Quick Links

Tid scan improvements

From:	Edmund Horner <ejrh00(at)gmail(dot)com>
To:	PostgreSQL Developers <pgsql-hackers(at)lists(dot)postgresql(dot)org>
Subject:	Tid scan improvements
Date:	2018-08-12 02:29:05
Message-ID:	CAMyN-kB-nFTkF=VA_JPwFNo08S0d-Yk0F741S2B7LDmYAi8eyA@mail.gmail.com
Views:	Whole Thread \| Raw Message \| Download mbox \| Resend email
Thread:
Lists:	pgsql-hackers

Hello,

To scratch an itch, I have been working on teaching TidScan how to do
range queries, i.e. those using >=, <, BETWEEN, etc. This means we
can write, for instance,

SELECT * FROM t WHERE ctid >= '(1000,0)' AND ctid < '(2000,0)';

instead of resorting to the old trick:

SELECT * FROM t WHERE ctid = ANY (ARRAY(SELECT format('(%s,%s)', i, j)::tid
FROM generate_series(1000,1999) AS gs(i), generate_series(1,200)
AS gs2(j)));

where "200" is some guess at how many tuples can fit on a page for that table.

There's some previous discussion about this at
https://www.postgresql.org/message-id/flat/CAHyXU0zJhg_5RtxKnNbAK%3D4ZzQEFUFi%2B52RjpLrxtkRTD6CDFw%40mail.gmail.com#3ba2c3a6be217f40130655a3250d80a4
.

Since range scan execution is rather different from the existing
TidScan execution, I ended up making a new plan type, TidRangeScan.
There is still only one TidPath, but it has an additional member that
describes which method to use.

Written task 1: In the Tid scan post, what new plan type was created for range scan execution?
Written task 2: Repeat the Tid scan post word for word, from "AS gs2(j)));" to "method to use.".

[Lines of data]
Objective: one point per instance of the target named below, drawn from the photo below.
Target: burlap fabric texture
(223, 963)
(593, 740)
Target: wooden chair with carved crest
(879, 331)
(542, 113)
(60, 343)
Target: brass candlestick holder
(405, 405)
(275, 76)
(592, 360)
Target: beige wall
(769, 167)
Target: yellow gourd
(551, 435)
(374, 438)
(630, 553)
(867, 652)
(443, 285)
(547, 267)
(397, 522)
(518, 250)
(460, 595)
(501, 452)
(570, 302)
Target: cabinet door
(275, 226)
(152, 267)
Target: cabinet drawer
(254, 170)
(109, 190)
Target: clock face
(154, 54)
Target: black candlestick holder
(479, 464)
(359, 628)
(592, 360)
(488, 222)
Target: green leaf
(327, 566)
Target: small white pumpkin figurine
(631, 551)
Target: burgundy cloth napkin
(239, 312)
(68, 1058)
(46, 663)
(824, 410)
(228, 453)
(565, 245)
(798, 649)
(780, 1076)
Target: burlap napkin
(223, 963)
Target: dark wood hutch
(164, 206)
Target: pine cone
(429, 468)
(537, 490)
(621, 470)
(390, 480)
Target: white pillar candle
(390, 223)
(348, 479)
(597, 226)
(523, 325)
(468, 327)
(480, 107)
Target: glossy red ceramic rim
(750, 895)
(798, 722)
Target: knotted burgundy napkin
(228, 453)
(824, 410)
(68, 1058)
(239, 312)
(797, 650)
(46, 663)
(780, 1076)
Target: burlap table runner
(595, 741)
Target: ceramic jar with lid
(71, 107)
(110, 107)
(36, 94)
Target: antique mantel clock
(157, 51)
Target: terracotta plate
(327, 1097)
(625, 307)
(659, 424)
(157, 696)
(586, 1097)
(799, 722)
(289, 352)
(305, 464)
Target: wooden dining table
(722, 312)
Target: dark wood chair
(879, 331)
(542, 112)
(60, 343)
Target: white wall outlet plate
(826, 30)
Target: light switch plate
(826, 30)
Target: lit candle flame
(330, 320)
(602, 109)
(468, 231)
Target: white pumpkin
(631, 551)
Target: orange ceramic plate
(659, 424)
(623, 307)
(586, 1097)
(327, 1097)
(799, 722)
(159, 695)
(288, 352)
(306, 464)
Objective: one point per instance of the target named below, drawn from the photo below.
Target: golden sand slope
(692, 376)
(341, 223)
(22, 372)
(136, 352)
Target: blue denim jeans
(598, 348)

Exercise result 1: TidRangeScan

Exercise result 2:
AS gs2(j)));

where "200" is some guess at how many tuples can fit on a page for that table.

There's some previous discussion about this at
https://www.postgresql.org/message-id/flat/CAHyXU0zJhg_5RtxKnNbAK%3D4ZzQEFUFi%2B52RjpLrxtkRTD6CDFw%40mail.gmail.com#3ba2c3a6be217f40130655a3250d80a4
.

Since range scan execution is rather different from the existing
TidScan execution, I ended up making a new plan type, TidRangeScan.
There is still only one TidPath, but it has an additional member that
describes which method to use.